Reproduce every record exactly as given.

## Items listed in a dataset:
● ● ● ● ●
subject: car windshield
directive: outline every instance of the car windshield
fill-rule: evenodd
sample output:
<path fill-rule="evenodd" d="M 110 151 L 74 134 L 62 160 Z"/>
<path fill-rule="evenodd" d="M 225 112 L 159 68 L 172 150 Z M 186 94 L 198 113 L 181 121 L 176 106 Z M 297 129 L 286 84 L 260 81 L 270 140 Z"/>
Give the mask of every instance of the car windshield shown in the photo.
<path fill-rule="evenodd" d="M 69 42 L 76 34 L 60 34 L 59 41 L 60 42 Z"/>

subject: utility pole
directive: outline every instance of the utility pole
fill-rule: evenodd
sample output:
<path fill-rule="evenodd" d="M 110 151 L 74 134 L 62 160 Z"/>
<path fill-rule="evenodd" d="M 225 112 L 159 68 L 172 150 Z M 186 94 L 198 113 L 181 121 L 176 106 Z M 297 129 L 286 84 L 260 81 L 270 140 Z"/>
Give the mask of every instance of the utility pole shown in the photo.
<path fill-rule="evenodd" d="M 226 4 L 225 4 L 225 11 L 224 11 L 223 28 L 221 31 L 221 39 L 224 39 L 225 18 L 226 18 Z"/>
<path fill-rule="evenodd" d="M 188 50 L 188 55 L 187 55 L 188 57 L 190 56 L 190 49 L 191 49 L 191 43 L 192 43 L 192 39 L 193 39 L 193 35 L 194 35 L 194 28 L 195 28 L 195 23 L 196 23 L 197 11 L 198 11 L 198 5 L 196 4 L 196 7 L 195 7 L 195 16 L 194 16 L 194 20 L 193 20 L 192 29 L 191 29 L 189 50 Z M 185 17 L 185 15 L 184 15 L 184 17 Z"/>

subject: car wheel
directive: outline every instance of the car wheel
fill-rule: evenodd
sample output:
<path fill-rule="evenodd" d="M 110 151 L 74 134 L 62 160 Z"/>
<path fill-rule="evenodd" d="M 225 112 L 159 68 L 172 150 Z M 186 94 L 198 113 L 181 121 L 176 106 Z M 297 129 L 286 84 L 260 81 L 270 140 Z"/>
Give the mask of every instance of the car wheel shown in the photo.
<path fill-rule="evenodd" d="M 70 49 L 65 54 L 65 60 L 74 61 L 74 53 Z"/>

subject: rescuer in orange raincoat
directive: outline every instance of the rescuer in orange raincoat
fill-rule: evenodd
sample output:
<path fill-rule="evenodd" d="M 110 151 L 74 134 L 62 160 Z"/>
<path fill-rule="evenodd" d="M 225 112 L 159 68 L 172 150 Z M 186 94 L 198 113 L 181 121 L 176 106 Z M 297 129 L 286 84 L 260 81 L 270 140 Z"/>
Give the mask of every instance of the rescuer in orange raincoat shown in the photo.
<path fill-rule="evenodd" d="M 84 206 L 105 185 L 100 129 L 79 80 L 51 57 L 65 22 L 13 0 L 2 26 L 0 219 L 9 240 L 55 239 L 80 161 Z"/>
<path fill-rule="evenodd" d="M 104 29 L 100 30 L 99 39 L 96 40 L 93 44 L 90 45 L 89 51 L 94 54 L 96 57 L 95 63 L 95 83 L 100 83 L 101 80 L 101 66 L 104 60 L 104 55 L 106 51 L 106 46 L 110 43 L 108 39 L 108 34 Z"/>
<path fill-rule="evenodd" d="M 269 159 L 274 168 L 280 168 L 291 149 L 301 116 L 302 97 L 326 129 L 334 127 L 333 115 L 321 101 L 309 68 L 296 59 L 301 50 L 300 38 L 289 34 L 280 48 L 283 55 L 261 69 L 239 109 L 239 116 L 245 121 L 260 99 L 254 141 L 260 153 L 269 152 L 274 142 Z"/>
● ● ● ● ●
## TASK SOLUTION:
subject: car windshield
directive: outline every instance of the car windshield
fill-rule: evenodd
sample output:
<path fill-rule="evenodd" d="M 110 151 L 74 134 L 62 160 Z"/>
<path fill-rule="evenodd" d="M 225 112 L 159 68 L 172 150 Z M 186 94 L 198 113 L 181 121 L 176 106 Z M 297 129 L 286 84 L 260 81 L 270 140 Z"/>
Give the mask of every instance of the car windshield shown in the photo.
<path fill-rule="evenodd" d="M 69 42 L 76 34 L 60 34 L 59 41 L 60 42 Z"/>

subject: utility pole
directive: outline every instance of the utility pole
fill-rule: evenodd
sample output:
<path fill-rule="evenodd" d="M 110 151 L 74 134 L 62 160 Z"/>
<path fill-rule="evenodd" d="M 225 112 L 159 68 L 172 150 Z M 186 94 L 198 113 L 181 121 L 176 106 Z M 297 129 L 286 84 L 260 81 L 270 140 Z"/>
Give the mask of every instance of the utility pole shown in the photo.
<path fill-rule="evenodd" d="M 226 4 L 225 4 L 225 11 L 224 11 L 223 28 L 221 31 L 221 39 L 224 39 L 225 18 L 226 18 Z"/>
<path fill-rule="evenodd" d="M 188 50 L 188 55 L 187 55 L 188 57 L 190 56 L 190 49 L 191 49 L 191 43 L 192 43 L 192 39 L 193 39 L 193 35 L 194 35 L 194 28 L 195 28 L 195 23 L 196 23 L 197 11 L 198 11 L 198 5 L 196 4 L 196 7 L 195 7 L 195 16 L 194 16 L 194 20 L 193 20 L 192 29 L 191 29 L 189 50 Z M 185 17 L 185 15 L 184 15 L 184 17 Z"/>

subject: car wheel
directive: outline every instance of the car wheel
fill-rule: evenodd
sample output:
<path fill-rule="evenodd" d="M 110 151 L 74 134 L 62 160 Z"/>
<path fill-rule="evenodd" d="M 225 112 L 159 68 L 172 150 Z M 186 94 L 198 113 L 181 121 L 176 106 Z M 297 129 L 286 84 L 260 81 L 270 140 Z"/>
Give the mask of every instance of the car wheel shown in the photo.
<path fill-rule="evenodd" d="M 70 49 L 65 54 L 65 60 L 74 61 L 74 53 Z"/>

subject: rescuer in orange raincoat
directive: outline every instance of the rescuer in orange raincoat
fill-rule: evenodd
sample output:
<path fill-rule="evenodd" d="M 110 151 L 74 134 L 62 160 Z"/>
<path fill-rule="evenodd" d="M 225 112 L 159 68 L 172 150 Z M 186 94 L 198 113 L 181 121 L 176 106 Z M 297 129 L 286 84 L 260 81 L 270 140 Z"/>
Give the mask of every instance of the rescuer in orange raincoat shown in the photo.
<path fill-rule="evenodd" d="M 84 206 L 105 185 L 100 129 L 79 80 L 51 57 L 65 22 L 13 0 L 2 26 L 0 219 L 9 240 L 55 239 L 80 161 Z"/>
<path fill-rule="evenodd" d="M 104 29 L 100 30 L 99 39 L 96 40 L 93 44 L 90 45 L 89 51 L 94 54 L 96 57 L 95 63 L 95 83 L 100 83 L 101 80 L 101 66 L 104 60 L 104 55 L 106 51 L 106 46 L 110 43 L 108 39 L 108 34 Z"/>
<path fill-rule="evenodd" d="M 269 159 L 274 168 L 280 168 L 291 149 L 301 116 L 302 97 L 326 129 L 334 127 L 333 115 L 321 101 L 309 68 L 296 59 L 301 50 L 300 38 L 289 34 L 280 48 L 283 55 L 261 69 L 239 109 L 239 116 L 245 121 L 260 99 L 254 141 L 260 153 L 269 152 L 274 142 Z"/>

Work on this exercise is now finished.